\documentclass[12pt,reqno]{article}

\usepackage[usenames]{color}
\usepackage{amssymb}
\usepackage{graphicx}
\usepackage{amscd}

\usepackage[colorlinks=true,
linkcolor=webgreen,
filecolor=webbrown,
citecolor=webgreen]{hyperref}

\definecolor{webgreen}{rgb}{0,.5,0}
\definecolor{webbrown}{rgb}{.6,0,0}

\usepackage{color}
\usepackage{fullpage}
\usepackage{float}

\usepackage{psfig}
\usepackage{graphics,amsmath,amssymb}
\usepackage{amsthm}
\usepackage{amsfonts}
\usepackage{latexsym}
\usepackage{epsf}

\setlength{\textwidth}{6.5in}
\setlength{\oddsidemargin}{.1in}
\setlength{\evensidemargin}{.1in}
\setlength{\topmargin}{-.5in}
\setlength{\textheight}{8.9in}

\newcommand{\seqnum}[1]{\href{http://www.research.att.com/cgi-bin/access.cgi/as/~njas/sequences/eisA.cgi?Anum=#1}{\underline{#1}}}

\begin{document}

\begin{center}
\epsfxsize=4in
\leavevmode\epsffile{logo129.eps}
\end{center}

\begin{center}
\vskip 1cm{\LARGE\bf 
Hyper-Sums of Powers of Integers and the \\
\vskip .08in 
Akiyama-Tanigawa Matrix}

\vskip 1cm
\large
Yoshinari Inaba\\
Toba Senior High School\\
Nishikujo, Minami-ku \\
Kyoto 601-8449 \\
Japan\\
\href{mailto:inava@kyoto-be.ne.jp}{\tt inava@kyoto-be.ne.jp} \\
\end{center}

\vskip .1in

\begin{abstract}
In this short essay, we consider hyper-sums of powers of integers,
namely sums of power sums. We can obtain easily their formulae as
polynomials by using formulae for ordinary sums of powers of integers.

__________________________________________________

Given exercise 1: Do these statements agree with the LaTeX source? (a) The color webgreen is defined with the rgb value 0,.5,0. (b) The text width is set to 6 inches. (c) According to the abstract, the formulae for hyper-sums can be obtained as polynomials. Answer yes or no for each, quoting the deciding words.

__________________________________________________

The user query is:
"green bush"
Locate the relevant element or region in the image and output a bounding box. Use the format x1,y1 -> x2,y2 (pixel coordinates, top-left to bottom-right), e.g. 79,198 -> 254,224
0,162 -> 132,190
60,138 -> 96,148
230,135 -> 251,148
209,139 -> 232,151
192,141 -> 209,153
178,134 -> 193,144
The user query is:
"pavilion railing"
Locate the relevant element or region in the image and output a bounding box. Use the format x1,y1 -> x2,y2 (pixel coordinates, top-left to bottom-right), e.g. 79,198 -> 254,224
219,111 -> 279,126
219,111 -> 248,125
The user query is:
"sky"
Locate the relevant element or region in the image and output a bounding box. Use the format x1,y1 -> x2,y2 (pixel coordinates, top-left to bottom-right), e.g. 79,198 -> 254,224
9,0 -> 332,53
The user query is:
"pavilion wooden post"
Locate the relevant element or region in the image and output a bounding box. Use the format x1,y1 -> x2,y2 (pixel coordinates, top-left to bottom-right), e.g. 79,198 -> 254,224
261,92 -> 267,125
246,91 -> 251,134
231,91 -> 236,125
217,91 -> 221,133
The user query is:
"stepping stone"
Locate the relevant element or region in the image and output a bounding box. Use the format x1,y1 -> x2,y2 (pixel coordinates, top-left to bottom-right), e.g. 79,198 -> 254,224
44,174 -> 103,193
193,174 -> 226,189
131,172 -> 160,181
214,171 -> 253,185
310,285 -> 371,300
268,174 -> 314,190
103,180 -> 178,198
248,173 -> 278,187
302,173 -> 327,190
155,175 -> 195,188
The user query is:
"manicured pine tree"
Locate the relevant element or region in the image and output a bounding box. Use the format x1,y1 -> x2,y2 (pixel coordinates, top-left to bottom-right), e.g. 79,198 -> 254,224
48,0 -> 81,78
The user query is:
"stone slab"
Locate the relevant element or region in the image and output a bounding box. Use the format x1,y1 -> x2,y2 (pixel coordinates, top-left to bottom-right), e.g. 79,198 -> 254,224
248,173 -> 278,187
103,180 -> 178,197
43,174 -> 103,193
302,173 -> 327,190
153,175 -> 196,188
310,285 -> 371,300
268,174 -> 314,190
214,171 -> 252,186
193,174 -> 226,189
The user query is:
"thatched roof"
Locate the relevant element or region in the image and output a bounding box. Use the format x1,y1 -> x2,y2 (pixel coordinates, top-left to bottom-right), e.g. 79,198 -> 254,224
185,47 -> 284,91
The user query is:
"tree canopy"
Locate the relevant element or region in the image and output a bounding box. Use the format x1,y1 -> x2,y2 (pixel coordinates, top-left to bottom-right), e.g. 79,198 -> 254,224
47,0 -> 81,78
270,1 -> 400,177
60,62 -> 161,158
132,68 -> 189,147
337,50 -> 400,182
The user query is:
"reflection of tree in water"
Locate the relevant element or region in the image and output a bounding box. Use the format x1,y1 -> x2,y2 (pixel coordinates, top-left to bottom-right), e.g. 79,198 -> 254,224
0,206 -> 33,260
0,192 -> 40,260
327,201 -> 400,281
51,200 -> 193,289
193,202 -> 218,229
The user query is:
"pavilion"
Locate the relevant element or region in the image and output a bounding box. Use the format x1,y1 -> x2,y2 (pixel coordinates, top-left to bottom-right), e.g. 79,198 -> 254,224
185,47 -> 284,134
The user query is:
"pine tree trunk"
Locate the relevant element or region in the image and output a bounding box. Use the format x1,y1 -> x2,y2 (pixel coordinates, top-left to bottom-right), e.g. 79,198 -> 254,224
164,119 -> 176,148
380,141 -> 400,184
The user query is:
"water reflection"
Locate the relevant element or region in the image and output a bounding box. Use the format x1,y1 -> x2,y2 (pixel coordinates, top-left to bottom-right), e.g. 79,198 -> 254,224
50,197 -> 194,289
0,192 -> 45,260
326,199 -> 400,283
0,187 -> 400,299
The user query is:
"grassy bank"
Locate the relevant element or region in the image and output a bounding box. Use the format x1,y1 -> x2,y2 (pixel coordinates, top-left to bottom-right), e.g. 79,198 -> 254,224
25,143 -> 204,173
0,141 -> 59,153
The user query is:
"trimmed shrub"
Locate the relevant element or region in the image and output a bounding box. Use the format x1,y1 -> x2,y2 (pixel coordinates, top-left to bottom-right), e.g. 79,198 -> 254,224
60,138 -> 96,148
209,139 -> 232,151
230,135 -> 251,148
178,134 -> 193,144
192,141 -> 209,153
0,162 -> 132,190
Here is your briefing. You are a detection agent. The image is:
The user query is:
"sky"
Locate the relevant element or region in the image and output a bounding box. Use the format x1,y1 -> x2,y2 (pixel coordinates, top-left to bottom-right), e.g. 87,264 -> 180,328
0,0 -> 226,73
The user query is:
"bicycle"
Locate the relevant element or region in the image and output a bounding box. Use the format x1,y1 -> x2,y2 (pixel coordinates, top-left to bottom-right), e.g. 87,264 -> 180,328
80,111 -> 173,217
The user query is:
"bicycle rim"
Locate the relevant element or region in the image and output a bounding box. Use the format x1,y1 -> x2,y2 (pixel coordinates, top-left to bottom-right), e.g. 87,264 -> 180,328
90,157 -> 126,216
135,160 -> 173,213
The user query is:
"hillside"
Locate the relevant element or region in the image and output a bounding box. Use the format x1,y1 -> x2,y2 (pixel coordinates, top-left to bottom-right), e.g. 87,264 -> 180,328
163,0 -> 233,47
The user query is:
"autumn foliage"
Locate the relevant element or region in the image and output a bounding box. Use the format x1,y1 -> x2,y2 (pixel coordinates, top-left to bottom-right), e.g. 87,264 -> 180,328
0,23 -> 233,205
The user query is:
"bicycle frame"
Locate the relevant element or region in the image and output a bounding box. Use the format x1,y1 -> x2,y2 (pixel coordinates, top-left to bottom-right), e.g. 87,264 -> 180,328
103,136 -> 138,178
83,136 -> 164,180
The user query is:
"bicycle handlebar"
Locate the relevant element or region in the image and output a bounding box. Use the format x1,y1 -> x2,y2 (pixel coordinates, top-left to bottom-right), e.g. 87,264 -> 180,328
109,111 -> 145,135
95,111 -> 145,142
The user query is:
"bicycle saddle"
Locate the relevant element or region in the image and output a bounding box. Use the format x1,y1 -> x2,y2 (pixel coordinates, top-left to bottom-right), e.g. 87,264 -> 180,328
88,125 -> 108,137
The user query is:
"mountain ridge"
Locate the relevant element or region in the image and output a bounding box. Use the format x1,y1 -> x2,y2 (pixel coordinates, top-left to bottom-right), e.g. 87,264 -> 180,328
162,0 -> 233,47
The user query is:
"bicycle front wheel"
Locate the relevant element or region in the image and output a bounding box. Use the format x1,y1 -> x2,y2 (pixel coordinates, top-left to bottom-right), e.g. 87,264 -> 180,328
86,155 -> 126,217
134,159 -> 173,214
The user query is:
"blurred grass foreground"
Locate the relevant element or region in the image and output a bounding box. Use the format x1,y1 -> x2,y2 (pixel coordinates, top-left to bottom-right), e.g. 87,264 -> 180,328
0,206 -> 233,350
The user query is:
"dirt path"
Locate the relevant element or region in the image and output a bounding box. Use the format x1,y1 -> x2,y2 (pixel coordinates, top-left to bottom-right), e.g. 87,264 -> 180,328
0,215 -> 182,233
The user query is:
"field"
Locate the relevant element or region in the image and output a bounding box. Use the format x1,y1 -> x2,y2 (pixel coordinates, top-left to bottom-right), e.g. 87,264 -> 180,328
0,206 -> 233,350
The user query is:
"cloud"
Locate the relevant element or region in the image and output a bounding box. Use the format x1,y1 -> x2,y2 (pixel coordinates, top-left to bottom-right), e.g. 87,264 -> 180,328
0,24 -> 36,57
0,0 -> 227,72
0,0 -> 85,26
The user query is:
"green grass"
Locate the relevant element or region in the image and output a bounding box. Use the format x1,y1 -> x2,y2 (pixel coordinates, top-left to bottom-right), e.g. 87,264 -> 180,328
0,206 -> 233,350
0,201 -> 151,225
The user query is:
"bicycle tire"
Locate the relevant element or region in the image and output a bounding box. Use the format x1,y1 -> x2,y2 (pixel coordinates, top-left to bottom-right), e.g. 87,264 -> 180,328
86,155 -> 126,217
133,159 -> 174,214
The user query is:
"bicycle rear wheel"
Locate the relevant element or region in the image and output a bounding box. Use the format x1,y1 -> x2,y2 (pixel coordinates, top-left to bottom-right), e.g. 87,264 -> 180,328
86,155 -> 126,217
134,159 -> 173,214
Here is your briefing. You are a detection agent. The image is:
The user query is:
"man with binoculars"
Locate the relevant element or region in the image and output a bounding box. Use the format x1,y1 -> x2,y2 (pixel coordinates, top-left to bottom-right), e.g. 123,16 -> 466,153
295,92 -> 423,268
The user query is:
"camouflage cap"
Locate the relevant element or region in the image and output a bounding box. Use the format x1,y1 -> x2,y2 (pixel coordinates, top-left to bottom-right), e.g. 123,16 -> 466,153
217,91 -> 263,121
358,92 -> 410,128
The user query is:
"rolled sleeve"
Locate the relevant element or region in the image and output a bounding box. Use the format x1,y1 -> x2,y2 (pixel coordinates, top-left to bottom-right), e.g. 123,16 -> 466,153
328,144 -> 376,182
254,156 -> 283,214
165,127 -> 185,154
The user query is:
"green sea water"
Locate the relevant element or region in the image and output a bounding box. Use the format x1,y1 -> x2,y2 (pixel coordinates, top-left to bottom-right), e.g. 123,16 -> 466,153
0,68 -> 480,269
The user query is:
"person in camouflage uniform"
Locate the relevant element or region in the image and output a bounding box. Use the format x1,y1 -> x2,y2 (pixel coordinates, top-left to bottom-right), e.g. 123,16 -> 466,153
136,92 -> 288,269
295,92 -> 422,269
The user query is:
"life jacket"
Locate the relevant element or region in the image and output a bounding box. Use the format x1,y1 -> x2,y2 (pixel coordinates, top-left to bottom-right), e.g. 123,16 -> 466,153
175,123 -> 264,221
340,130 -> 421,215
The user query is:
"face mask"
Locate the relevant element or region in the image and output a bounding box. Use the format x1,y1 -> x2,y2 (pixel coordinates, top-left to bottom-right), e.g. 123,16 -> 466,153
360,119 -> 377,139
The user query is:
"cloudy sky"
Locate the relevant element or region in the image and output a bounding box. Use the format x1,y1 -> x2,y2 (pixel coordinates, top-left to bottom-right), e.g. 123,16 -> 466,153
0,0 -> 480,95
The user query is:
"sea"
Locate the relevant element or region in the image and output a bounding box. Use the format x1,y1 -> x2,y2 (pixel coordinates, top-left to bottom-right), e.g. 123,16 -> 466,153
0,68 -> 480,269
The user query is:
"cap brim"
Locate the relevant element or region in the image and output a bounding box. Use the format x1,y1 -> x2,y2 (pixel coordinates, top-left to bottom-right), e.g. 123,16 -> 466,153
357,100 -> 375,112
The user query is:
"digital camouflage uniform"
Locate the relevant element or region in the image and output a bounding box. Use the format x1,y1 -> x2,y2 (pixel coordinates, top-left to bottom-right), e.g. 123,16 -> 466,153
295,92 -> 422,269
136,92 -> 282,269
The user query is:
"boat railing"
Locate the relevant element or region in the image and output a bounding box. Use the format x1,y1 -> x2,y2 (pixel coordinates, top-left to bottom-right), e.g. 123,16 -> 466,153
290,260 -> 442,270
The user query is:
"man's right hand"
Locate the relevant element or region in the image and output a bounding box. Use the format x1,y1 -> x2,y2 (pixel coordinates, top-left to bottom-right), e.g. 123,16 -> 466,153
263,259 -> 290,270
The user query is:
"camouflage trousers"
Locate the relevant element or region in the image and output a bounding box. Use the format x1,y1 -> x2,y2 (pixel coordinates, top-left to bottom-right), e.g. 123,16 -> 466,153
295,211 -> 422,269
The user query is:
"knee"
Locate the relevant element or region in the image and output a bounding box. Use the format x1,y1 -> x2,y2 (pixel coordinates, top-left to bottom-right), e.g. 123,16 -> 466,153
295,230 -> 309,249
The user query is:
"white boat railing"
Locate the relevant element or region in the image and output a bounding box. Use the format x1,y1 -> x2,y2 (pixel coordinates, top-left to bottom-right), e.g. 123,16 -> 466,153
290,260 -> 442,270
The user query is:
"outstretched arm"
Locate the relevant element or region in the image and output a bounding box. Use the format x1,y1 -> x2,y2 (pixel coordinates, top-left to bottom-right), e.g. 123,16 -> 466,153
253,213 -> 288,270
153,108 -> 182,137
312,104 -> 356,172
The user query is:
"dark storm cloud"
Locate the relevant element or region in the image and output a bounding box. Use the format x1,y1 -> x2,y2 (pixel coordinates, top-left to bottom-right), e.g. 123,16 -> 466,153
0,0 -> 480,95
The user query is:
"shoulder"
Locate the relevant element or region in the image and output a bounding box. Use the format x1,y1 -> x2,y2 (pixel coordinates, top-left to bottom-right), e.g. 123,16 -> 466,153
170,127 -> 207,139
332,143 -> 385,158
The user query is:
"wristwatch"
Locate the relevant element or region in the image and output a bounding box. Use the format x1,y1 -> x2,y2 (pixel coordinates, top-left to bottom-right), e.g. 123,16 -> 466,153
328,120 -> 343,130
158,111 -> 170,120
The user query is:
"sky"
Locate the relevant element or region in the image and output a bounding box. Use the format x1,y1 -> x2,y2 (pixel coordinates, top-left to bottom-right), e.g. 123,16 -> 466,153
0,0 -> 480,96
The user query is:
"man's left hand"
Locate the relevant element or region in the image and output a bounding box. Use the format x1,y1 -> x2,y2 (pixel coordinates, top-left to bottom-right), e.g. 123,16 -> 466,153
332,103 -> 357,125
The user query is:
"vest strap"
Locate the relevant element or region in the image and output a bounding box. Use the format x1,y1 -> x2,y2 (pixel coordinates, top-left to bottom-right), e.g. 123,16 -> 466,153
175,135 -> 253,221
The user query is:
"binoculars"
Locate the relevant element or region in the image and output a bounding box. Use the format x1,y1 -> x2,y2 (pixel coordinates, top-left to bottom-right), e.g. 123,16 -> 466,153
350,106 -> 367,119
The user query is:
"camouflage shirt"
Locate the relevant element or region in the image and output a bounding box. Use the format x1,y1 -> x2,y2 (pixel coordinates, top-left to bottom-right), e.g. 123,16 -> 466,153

__________________________________________________

Given exercise 2: In the rows that follow the LaTeX source, take the part that opens with their first line and closes with the line containing "219,111 -> 248,125". Render it as a Markdown table with the columns Nr and Line, skipping blank lines.

Worked solution 1:
(a) Yes: "\definecolor{webgreen}{rgb}{0,.5,0}"
(b) No: "\setlength{\textwidth}{6.5in}"
(c) Yes: "polynomials by using formulae for ordinary sums of powers of integers"

Worked solution 2:
| Nr | Line |
|---|---|
| 1 | The user query is: |
| 2 | "green bush" |
| 3 | Locate the relevant element or region in the image and output a bounding box. Use the format x1,y1 -> x2,y2 (pixel coordinates, top-left to bottom-right), e.g. 79,198 -> 254,224 |
| 4 | 0,162 -> 132,190 |
| 5 | 60,138 -> 96,148 |
| 6 | 230,135 -> 251,148 |
| 7 | 209,139 -> 232,151 |
| 8 | 192,141 -> 209,153 |
| 9 | 178,134 -> 193,144 |
| 10 | The user query is: |
| 11 | "pavilion railing" |
| 12 | Locate the relevant element or region in the image and output a bounding box. Use the format x1,y1 -> x2,y2 (pixel coordinates, top-left to bottom-right), e.g. 79,198 -> 254,224 |
| 13 | 219,111 -> 279,126 |
| 14 | 219,111 -> 248,125 |